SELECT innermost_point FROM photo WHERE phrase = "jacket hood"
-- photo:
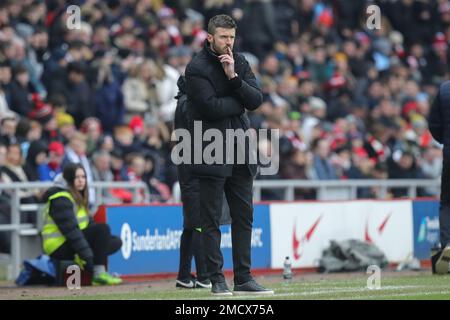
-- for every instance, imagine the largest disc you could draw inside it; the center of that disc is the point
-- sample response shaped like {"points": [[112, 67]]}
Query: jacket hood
{"points": [[60, 185]]}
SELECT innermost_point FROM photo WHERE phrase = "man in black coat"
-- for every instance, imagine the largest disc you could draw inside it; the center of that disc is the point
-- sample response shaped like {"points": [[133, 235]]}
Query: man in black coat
{"points": [[220, 86]]}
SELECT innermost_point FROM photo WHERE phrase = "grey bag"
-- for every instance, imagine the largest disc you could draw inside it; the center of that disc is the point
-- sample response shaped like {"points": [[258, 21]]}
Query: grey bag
{"points": [[351, 255]]}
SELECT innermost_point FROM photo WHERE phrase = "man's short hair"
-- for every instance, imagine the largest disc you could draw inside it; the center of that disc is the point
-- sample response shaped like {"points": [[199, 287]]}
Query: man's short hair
{"points": [[221, 21]]}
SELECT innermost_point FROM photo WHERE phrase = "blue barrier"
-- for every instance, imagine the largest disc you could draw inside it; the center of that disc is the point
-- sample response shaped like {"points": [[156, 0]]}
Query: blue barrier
{"points": [[426, 227], [151, 239]]}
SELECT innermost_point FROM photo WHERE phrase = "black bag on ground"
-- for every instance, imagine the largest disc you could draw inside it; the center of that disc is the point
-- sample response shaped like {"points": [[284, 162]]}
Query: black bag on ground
{"points": [[351, 255]]}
****************
TASK ITEM: Pictures are not part of the copy; output everything else in the records exactly.

SOLUTION FOR THIS PROBLEM:
SELECT innermost_point FROM photo WHERE phrase = "jacket hood"
-- photo:
-- for every instance, imagine the largest disc you could draw inside it; the center of that disc is the point
-- sample response shaped like {"points": [[112, 67]]}
Query: jacket hood
{"points": [[60, 185]]}
SELECT innermost_point FROM photo WHERE phrase = "man in black coat"
-- for every instance, imagine the largest disc you could draw inside it; the center of that disc is the point
-- sample response shaped like {"points": [[133, 235]]}
Query: man in black coat
{"points": [[220, 86]]}
SELECT innermost_point FROM photo WHERE phrase = "grey bag"
-- for every instance, imagine the largest disc you could draw inside it; the center of that disc is the point
-- sample response shaped like {"points": [[258, 21]]}
Query: grey bag
{"points": [[351, 255]]}
SELECT innermost_point FROM photo WHERE phrase = "man's short hair"
-- for every instance, imagine the largest disc you could draw inside it; the center of that disc is the point
-- sample response shaped like {"points": [[199, 287]]}
Query: man's short hair
{"points": [[221, 21]]}
SELECT innermost_point FROM photo WHERE phrase = "blue barrier"
-- for every instance, imagine the largest disc you could draw inside it; the center of that disc is the point
-- sample response shaped like {"points": [[156, 0]]}
Query: blue barrier
{"points": [[426, 227], [151, 239]]}
SELECT innermost_point FROM photo WHERE phrase = "black bag on ground"
-- for every instance, imagine the largest disc you could draw inside it; the center of that disc is the point
-- sample response shaped like {"points": [[284, 162]]}
Query: black bag on ground
{"points": [[351, 255]]}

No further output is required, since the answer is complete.